**Input material**
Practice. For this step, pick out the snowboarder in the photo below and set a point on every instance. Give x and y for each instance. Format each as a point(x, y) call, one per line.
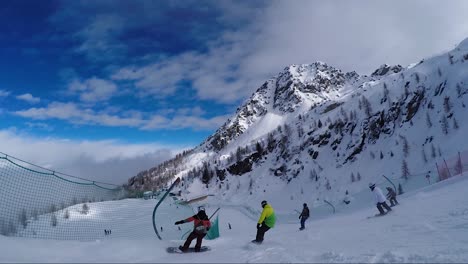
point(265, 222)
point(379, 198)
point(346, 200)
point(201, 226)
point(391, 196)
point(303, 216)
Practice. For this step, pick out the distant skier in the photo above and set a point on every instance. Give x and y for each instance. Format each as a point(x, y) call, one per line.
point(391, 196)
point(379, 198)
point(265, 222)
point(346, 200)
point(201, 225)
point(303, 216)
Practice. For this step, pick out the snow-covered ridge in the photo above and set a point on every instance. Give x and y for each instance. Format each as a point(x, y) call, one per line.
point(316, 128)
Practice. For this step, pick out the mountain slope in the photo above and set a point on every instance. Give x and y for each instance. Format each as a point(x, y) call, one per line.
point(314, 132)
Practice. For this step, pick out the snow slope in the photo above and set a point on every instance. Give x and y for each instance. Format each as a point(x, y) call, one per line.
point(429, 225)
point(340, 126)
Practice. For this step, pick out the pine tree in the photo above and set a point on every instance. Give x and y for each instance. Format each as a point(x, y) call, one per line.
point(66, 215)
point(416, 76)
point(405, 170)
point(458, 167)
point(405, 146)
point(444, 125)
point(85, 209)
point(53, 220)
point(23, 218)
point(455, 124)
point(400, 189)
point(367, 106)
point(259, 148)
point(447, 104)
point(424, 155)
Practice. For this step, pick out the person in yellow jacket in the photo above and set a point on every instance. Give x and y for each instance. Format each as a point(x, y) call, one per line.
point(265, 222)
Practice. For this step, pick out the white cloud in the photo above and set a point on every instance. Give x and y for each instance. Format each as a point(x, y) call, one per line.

...

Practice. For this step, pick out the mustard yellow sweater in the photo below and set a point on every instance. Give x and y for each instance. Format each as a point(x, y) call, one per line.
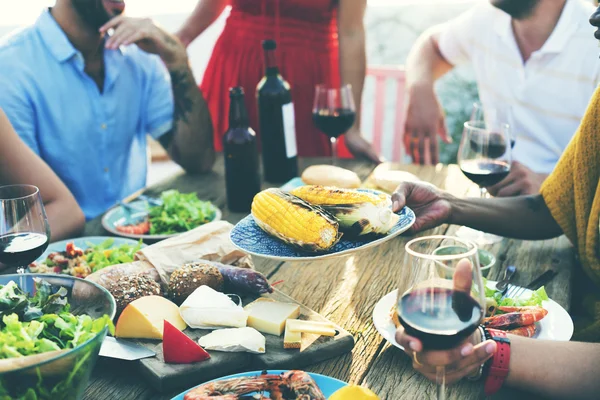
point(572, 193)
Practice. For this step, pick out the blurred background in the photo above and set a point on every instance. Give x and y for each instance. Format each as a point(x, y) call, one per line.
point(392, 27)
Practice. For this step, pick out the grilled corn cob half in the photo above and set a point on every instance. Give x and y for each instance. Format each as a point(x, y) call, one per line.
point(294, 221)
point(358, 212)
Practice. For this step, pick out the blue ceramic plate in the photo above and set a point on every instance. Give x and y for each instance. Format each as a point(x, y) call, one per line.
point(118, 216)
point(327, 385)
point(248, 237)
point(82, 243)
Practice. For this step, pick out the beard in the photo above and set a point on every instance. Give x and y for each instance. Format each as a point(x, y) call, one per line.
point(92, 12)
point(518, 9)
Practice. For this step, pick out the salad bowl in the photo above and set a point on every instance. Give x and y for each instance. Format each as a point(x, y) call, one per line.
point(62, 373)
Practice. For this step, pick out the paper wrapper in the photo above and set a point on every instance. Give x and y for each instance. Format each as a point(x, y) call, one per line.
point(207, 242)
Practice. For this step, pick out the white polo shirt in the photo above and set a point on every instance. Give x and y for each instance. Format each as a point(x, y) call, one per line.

==

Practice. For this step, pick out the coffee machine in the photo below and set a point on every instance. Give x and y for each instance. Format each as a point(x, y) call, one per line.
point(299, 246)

**Your instructions**
Format the lines of the data as a JSON list of strings, one string per line with blank lines left out. Begin at the line that contains "Practice. For this step, pick out the salad" and stop after the line that contains "Practice. For this step, pick out the white polo".

**Correct response**
[
  "Practice. For this step, pick out the salad bowl in the photo above and set a point on every instance. Give x and y for each instance. Format each as a point(x, y) call, one per line.",
  "point(62, 373)",
  "Practice. For this step, pick out the paper wrapper in the photo above and set a point on every instance. Give x and y for each instance. Format each as a point(x, y) call, one per line.",
  "point(207, 242)",
  "Practice. For this step, pick out the white polo shirt in the photo above and set a point on every instance. Give x and y for each instance. Format each as a point(x, y) call, one per line."
]